[Saved entries]
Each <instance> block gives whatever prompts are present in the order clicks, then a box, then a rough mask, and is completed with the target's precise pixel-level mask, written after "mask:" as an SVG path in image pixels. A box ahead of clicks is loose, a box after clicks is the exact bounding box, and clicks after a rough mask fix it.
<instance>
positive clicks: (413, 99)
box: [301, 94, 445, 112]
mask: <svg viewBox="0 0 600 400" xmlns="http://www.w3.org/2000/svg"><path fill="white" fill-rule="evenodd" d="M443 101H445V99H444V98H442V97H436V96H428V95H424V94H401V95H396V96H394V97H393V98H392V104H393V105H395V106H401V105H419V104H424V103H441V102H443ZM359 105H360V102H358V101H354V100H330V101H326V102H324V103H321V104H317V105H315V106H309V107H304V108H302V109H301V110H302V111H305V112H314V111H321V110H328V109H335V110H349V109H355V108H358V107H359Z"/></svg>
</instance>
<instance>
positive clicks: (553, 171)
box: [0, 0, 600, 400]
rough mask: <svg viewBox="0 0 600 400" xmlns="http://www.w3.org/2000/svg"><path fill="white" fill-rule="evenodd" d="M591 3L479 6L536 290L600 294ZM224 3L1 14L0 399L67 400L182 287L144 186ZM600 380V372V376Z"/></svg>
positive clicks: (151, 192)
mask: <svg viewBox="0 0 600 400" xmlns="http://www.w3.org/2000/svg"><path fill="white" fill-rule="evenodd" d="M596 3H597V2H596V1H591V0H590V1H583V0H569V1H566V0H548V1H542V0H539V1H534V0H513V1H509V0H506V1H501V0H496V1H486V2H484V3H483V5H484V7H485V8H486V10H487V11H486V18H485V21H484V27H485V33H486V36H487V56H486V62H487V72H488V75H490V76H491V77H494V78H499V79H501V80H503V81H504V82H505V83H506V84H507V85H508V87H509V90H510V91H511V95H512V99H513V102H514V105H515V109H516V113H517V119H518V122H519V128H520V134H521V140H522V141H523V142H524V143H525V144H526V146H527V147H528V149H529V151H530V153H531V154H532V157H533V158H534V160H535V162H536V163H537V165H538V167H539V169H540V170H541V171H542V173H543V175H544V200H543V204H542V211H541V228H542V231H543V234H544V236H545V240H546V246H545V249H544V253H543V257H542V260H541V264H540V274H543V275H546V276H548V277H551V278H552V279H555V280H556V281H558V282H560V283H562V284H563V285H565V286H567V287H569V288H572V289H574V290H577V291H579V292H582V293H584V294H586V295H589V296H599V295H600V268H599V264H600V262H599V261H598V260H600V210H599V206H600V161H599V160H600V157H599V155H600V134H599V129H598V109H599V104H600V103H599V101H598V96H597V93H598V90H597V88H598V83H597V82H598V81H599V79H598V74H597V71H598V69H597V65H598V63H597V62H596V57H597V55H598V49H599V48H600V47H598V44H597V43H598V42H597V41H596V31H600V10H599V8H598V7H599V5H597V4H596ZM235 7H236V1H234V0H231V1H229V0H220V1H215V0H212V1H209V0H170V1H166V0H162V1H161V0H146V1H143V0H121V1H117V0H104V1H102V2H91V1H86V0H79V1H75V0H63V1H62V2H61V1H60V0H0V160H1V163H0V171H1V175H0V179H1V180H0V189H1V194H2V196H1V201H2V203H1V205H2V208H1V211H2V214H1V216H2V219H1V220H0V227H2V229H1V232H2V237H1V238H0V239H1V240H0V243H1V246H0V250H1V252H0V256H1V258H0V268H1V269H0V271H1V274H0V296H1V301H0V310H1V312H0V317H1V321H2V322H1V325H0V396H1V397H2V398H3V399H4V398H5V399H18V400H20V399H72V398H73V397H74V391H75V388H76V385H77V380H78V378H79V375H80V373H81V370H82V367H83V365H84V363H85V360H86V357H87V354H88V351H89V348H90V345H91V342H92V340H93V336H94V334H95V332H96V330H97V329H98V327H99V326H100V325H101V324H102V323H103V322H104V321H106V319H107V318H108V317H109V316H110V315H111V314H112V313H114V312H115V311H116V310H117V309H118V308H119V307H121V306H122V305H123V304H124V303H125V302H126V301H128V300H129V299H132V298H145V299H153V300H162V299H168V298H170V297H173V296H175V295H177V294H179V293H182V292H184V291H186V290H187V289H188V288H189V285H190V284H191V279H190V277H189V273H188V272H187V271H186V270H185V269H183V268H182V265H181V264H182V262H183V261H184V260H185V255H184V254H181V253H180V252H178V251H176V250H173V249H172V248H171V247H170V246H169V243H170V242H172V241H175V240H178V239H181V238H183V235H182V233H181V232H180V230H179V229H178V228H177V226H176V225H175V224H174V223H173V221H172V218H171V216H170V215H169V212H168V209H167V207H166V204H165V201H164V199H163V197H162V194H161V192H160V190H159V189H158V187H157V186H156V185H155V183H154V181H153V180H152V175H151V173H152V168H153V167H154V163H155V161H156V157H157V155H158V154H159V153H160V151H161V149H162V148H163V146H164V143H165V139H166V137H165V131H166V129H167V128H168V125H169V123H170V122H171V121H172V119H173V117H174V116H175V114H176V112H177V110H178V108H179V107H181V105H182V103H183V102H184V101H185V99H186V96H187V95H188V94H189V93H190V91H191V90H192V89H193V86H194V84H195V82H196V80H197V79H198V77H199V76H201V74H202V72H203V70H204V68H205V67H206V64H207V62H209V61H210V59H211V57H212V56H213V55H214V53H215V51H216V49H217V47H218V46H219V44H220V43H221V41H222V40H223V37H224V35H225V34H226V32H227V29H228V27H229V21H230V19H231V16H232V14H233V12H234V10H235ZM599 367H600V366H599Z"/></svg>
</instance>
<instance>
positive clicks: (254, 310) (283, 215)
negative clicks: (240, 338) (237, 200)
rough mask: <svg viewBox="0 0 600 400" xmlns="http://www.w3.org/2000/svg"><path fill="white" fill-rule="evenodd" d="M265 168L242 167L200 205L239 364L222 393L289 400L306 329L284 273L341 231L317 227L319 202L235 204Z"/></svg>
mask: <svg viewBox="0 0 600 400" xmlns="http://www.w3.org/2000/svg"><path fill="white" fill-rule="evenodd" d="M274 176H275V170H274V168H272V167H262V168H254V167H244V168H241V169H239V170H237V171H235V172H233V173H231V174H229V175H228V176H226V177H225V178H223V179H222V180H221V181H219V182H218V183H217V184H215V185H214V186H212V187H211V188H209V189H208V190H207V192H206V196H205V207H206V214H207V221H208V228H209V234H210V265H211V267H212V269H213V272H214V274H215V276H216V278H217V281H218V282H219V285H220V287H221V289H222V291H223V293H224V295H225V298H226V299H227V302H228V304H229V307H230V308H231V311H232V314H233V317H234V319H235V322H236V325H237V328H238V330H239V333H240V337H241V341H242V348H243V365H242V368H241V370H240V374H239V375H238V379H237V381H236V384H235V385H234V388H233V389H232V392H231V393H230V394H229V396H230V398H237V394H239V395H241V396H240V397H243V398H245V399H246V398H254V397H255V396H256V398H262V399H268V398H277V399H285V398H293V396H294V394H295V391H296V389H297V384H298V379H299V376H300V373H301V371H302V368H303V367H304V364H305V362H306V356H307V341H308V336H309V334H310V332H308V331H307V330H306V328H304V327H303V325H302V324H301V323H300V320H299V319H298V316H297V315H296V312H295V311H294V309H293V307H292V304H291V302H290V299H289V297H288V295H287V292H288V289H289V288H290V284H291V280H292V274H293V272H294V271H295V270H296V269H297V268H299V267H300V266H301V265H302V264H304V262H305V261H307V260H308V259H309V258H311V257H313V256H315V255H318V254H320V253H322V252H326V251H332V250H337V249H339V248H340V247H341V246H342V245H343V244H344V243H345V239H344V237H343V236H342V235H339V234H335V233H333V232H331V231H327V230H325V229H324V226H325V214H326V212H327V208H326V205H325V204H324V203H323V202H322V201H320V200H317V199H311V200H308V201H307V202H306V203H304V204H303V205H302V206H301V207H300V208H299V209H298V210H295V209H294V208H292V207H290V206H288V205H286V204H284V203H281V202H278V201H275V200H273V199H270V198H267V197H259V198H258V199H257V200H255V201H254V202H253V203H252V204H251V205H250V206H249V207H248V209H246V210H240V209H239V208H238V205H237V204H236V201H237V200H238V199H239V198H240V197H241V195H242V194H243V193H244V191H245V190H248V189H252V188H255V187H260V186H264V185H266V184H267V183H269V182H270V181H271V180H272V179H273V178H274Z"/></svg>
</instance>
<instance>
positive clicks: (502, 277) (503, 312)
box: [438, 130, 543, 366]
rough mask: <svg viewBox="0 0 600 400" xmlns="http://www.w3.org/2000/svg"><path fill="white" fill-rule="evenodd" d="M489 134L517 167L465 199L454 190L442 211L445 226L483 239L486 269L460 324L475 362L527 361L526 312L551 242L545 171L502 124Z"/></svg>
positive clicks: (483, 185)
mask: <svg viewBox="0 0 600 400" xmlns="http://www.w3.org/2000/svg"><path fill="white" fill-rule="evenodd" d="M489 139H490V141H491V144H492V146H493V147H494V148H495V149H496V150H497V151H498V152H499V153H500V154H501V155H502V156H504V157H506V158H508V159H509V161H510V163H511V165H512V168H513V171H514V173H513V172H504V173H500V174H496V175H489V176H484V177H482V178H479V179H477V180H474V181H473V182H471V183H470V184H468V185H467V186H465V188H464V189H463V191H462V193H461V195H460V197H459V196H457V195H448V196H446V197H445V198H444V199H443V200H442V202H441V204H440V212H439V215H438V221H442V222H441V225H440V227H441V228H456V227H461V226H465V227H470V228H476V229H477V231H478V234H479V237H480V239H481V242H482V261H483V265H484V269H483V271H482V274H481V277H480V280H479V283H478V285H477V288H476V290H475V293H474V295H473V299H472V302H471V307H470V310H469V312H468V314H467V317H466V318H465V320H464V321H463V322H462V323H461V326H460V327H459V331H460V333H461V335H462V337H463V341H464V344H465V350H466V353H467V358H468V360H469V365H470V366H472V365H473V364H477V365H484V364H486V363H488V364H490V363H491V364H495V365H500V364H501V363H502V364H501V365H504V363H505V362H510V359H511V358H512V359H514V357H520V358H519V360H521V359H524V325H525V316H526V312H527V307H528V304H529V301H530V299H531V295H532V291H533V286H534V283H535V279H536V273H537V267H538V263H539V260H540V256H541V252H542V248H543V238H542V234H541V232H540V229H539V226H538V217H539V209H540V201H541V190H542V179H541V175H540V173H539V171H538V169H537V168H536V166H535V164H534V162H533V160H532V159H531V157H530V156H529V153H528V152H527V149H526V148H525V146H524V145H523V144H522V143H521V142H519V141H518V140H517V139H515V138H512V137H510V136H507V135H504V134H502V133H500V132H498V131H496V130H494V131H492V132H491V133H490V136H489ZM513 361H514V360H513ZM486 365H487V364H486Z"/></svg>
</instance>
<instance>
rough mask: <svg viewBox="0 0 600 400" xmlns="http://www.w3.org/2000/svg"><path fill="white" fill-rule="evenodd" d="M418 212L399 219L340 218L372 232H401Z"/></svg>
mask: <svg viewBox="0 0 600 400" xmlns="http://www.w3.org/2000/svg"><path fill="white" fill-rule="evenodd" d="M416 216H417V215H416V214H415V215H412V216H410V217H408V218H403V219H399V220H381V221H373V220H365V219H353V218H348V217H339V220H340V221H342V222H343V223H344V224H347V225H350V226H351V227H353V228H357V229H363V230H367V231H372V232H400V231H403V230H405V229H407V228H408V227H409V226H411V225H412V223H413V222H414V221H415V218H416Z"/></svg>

Aim of the task = Please retype, with no changes, the lines that run from the first line of the entries to the line with "3L479 6L536 290L600", both ends included.

Result of this task =
Each <instance> block gives whatever prompts are present in the order clicks, then a box, then a rough mask, and is completed with the target's precise pixel-level mask, written after "mask:" as an SVG path in image pixels. A box ahead of clicks is loose, a box after clicks is the exact bounding box, and clicks after a rough mask fix it.
<instance>
positive clicks: (413, 99)
box: [301, 94, 445, 112]
mask: <svg viewBox="0 0 600 400" xmlns="http://www.w3.org/2000/svg"><path fill="white" fill-rule="evenodd" d="M443 101H445V99H444V98H442V97H436V96H428V95H424V94H401V95H396V96H394V97H393V98H392V104H393V105H395V106H401V105H419V104H424V103H441V102H443ZM359 105H360V102H358V101H354V100H330V101H326V102H324V103H321V104H317V105H315V106H309V107H304V108H302V109H301V110H302V111H305V112H314V111H321V110H328V109H335V110H349V109H355V108H358V107H359Z"/></svg>
</instance>
<instance>
positive clicks: (553, 171)
box: [0, 0, 600, 400]
rough mask: <svg viewBox="0 0 600 400" xmlns="http://www.w3.org/2000/svg"><path fill="white" fill-rule="evenodd" d="M591 3L479 6L536 290L600 294ZM224 3L1 14L0 399L67 400L182 287L144 186ZM600 380V372V376Z"/></svg>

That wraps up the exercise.